Do this
Print each of the lines below word for word, with no changes.

* * *

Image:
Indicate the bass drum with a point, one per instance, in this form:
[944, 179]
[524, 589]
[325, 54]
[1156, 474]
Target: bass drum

* * *

Full answer
Image:
Indicate the bass drum with a point, one per instance, in this form:
[944, 179]
[524, 589]
[325, 54]
[1156, 474]
Target: bass drum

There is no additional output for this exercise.